_Task description_. When you reach the listing below, copy each line exactly.

============

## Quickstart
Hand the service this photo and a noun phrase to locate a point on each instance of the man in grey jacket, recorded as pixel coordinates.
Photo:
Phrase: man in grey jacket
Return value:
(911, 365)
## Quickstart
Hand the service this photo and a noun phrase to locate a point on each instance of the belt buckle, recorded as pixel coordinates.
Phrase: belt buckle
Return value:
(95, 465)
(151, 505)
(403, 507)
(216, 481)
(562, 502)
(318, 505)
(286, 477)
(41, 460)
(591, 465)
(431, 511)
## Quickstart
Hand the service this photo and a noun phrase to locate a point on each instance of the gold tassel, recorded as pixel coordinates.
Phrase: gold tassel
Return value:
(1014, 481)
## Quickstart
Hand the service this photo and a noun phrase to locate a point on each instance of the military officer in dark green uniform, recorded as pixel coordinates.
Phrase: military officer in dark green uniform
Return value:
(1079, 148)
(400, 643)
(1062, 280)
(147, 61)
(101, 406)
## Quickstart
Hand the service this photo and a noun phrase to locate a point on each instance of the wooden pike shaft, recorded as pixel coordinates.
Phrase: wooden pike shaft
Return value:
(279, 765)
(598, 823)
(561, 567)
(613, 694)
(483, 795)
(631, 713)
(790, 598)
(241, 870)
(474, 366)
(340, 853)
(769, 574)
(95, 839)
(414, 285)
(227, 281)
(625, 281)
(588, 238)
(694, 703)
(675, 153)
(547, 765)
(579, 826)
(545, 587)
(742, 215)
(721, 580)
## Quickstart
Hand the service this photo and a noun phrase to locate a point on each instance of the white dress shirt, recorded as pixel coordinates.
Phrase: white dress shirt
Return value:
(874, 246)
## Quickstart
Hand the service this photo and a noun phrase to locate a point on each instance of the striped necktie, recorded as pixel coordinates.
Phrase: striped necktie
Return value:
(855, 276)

============

_Response to this task_.
## Quickstart
Hand the service this photo and a noun phrase to locate a point on each instance of the man in grey jacket, recorded as pixel coordinates.
Photo:
Phrase: man in grey jacket
Return value:
(911, 365)
## Quickstart
Hand the service this photo and a noun phrase to locate a point on each instance of the belt buckle, recorded as pixel coordinates.
Phrase: belt buckle
Return value:
(95, 465)
(151, 505)
(403, 507)
(216, 481)
(562, 502)
(318, 505)
(286, 477)
(41, 460)
(591, 465)
(431, 511)
## Quickstart
Hand the service this photo and a noun phrase to locate a point on each instance of the gold tassel, recorded as pixel coordinates.
Phrase: gold tassel
Return value:
(1014, 481)
## Quickstart
Hand the service this photo and a noun phrase to locate a point on each instance of the military officer in dark green uniform, recorded as pixel coordinates.
Phrase: military officer in dark green uniform
Return value:
(1079, 148)
(400, 643)
(1062, 280)
(147, 61)
(101, 406)
## Quickstart
Hand the service this photo and a noun phrase to locate a point on each instance of the wooden pike shaft, recorded as pixel coordinates.
Phrase: wooden pike shaft
Return value:
(279, 765)
(598, 823)
(561, 567)
(613, 694)
(483, 795)
(631, 713)
(790, 598)
(241, 870)
(474, 366)
(340, 853)
(769, 574)
(95, 839)
(414, 285)
(227, 281)
(625, 281)
(588, 238)
(694, 703)
(675, 153)
(547, 765)
(579, 826)
(545, 587)
(742, 215)
(721, 580)
## Quickstart
Hand the service this photo and a noun phrase to locate a point on each instance of the white dress shirt, recorded as pixel coordinates.
Phrase: white dress shirt
Return value:
(874, 246)
## Quickstart
Hand the service this photo and a noun phrase to locate a point on each instance of the striped necktie, recorded as pixel coordinates.
Phrase: striped necktie
Return value:
(855, 276)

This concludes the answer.